List each line of the records below that contains the word "tufted", copying every such line in full.

• _Recorded data_:
☆ ☆ ☆ ☆ ☆ ☆ ☆

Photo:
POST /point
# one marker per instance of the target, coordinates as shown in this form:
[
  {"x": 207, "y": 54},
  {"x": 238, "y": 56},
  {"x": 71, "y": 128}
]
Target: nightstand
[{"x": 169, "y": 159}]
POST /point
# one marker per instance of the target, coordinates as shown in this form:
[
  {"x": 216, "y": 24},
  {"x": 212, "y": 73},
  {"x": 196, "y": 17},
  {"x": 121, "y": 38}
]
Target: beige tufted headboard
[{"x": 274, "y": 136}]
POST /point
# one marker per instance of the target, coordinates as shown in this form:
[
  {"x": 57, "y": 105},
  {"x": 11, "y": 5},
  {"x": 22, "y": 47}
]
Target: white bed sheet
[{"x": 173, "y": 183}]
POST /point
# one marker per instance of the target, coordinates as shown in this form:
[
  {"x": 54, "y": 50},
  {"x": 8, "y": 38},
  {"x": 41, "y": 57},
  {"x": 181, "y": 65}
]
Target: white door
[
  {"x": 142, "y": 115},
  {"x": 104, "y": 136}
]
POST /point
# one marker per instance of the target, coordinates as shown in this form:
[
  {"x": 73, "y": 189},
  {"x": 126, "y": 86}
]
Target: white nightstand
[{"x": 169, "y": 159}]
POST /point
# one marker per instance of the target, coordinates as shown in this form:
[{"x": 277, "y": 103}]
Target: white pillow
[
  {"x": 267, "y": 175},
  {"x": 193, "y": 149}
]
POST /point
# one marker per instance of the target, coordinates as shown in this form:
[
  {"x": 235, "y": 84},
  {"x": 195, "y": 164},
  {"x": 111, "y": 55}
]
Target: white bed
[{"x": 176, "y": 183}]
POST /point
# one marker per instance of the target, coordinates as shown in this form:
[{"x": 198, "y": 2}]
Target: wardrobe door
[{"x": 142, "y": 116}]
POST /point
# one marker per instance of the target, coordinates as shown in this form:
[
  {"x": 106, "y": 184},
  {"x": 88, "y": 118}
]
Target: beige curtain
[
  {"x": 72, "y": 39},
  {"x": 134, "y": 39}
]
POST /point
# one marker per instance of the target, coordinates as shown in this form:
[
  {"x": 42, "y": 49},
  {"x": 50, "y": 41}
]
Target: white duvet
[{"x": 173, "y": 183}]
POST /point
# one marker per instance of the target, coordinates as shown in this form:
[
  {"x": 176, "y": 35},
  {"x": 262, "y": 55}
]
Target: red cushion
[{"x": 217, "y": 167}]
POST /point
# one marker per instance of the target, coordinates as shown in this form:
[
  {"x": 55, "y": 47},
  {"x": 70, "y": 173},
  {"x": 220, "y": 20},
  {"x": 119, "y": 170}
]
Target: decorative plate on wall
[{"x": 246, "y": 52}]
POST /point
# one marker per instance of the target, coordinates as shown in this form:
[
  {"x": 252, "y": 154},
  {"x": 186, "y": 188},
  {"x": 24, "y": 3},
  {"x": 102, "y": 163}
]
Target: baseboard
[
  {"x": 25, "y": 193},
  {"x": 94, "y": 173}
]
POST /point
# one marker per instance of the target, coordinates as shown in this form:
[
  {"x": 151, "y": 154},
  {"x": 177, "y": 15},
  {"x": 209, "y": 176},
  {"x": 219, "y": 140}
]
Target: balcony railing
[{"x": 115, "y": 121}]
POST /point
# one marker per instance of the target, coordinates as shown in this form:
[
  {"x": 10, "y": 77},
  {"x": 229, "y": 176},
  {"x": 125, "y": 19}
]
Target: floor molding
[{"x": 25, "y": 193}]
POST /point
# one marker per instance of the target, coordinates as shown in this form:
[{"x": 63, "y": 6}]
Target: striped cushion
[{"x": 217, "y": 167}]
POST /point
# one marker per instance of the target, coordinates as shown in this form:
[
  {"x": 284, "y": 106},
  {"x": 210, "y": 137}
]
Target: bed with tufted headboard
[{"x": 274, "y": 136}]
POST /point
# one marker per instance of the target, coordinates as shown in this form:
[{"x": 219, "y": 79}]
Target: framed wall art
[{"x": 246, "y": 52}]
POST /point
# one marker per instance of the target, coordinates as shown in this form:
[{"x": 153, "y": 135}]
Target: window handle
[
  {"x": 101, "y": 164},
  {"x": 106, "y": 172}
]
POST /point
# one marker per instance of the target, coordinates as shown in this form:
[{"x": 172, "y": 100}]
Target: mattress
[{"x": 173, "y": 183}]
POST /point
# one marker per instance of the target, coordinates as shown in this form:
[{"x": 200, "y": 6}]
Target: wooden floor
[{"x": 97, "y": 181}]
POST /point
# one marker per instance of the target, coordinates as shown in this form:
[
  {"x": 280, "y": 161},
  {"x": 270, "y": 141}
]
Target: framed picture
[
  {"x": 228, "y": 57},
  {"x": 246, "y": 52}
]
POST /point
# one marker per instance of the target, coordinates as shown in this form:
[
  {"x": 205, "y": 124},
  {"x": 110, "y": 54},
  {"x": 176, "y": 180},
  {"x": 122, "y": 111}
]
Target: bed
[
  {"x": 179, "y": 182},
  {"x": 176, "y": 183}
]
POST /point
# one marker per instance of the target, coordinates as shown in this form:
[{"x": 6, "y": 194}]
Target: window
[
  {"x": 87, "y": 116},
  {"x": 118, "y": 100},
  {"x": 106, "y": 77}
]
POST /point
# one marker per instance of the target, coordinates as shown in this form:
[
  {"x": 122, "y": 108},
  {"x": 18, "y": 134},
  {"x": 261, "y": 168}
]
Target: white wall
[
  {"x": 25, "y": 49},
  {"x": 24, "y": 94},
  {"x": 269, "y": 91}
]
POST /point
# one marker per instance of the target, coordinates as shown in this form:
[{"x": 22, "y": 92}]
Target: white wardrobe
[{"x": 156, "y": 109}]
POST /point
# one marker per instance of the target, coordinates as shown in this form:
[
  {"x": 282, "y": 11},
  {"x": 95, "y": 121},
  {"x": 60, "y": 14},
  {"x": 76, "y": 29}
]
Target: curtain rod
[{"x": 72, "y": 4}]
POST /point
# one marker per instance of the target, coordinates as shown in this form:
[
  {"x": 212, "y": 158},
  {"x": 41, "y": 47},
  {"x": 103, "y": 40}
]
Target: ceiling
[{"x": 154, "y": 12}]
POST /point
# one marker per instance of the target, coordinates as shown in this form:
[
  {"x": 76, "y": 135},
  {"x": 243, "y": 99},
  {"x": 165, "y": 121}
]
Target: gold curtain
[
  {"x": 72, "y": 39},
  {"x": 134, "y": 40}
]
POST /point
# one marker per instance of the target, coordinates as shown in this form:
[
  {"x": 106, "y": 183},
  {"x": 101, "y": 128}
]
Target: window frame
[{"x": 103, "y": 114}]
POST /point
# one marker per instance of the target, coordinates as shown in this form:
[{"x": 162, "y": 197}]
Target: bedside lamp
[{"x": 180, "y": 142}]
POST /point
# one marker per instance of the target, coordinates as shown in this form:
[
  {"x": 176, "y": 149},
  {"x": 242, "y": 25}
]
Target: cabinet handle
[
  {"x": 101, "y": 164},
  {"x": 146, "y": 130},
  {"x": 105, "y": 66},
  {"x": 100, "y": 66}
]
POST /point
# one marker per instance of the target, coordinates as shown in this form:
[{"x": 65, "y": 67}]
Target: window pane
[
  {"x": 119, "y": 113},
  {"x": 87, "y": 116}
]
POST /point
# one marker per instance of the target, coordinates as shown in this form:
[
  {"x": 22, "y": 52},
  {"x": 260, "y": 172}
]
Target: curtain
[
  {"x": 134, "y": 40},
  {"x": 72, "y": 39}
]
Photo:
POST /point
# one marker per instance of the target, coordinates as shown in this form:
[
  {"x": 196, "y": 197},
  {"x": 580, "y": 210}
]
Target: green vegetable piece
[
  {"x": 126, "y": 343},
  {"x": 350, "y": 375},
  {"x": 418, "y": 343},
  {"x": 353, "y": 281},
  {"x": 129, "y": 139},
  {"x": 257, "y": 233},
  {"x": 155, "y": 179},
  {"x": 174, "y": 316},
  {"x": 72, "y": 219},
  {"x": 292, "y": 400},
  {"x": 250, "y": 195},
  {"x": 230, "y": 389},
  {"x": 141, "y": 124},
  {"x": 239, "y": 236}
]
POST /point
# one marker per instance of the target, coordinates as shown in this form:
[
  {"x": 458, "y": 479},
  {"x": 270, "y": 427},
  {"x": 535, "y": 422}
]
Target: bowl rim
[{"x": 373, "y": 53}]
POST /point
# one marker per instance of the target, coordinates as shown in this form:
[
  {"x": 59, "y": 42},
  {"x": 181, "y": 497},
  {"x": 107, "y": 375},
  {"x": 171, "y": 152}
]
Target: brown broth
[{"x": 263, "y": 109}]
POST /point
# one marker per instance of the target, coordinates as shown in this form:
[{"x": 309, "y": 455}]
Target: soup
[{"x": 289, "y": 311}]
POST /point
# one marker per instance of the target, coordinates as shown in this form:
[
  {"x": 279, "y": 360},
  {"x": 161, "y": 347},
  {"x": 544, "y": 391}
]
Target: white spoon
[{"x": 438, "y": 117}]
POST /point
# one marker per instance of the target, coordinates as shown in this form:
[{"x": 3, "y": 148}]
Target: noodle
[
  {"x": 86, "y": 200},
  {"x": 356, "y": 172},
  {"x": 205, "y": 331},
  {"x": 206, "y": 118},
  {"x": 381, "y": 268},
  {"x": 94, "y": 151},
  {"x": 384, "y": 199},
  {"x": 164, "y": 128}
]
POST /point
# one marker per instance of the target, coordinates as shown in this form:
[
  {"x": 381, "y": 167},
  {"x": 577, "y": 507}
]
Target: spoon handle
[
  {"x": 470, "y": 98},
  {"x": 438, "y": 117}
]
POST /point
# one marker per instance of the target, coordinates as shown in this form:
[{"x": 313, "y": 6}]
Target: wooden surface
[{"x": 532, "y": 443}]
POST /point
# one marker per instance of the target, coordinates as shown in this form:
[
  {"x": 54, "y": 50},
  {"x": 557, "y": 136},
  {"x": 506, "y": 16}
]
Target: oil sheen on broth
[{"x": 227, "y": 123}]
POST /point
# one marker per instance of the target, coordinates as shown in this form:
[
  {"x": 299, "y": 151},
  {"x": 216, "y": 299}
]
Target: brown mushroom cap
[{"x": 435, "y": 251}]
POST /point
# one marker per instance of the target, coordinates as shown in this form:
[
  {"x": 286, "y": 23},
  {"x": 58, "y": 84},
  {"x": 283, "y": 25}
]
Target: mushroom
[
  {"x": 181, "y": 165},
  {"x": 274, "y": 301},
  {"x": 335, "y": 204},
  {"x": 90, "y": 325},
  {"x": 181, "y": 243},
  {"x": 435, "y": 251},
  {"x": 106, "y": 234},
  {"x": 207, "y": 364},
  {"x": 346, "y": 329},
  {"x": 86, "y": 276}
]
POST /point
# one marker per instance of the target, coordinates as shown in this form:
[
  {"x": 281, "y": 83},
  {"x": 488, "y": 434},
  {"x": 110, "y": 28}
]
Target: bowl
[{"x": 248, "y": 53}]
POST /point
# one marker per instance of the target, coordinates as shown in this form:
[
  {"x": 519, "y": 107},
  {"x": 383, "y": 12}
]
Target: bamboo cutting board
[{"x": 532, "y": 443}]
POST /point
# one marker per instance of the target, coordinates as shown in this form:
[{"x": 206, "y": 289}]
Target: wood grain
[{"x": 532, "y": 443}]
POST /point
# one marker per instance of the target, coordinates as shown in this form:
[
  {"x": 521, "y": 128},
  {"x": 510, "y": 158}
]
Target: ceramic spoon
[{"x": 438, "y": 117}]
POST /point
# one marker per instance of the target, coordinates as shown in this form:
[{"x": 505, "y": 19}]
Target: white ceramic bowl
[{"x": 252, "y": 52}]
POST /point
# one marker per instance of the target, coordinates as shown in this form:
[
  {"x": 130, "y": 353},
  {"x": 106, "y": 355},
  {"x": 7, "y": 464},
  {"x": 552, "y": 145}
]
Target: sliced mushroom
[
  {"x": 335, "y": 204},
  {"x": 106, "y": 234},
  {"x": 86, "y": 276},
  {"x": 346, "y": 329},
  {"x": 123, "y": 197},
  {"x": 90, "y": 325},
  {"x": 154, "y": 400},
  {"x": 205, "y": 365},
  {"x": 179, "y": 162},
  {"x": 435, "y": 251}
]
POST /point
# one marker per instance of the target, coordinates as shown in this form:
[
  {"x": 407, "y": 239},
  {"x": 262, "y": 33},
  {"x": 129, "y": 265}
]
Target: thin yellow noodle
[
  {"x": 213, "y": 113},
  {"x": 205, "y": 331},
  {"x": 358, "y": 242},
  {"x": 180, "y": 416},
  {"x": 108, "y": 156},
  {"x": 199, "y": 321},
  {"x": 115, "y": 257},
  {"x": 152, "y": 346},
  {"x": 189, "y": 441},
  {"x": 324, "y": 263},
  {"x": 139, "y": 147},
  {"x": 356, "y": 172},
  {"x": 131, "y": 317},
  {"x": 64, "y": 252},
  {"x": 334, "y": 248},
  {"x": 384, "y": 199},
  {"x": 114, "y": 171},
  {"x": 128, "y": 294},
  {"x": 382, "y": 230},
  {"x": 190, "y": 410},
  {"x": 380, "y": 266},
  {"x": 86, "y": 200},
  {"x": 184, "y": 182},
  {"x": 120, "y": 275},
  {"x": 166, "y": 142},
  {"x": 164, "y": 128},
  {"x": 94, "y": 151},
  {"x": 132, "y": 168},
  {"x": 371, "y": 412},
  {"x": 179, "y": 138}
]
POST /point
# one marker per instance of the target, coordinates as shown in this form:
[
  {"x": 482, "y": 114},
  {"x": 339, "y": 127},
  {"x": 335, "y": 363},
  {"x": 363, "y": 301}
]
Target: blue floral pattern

☆ ☆ ☆ ☆ ☆ ☆ ☆

• _Written solution_:
Target: beige tufted headboard
Target: bed with tufted headboard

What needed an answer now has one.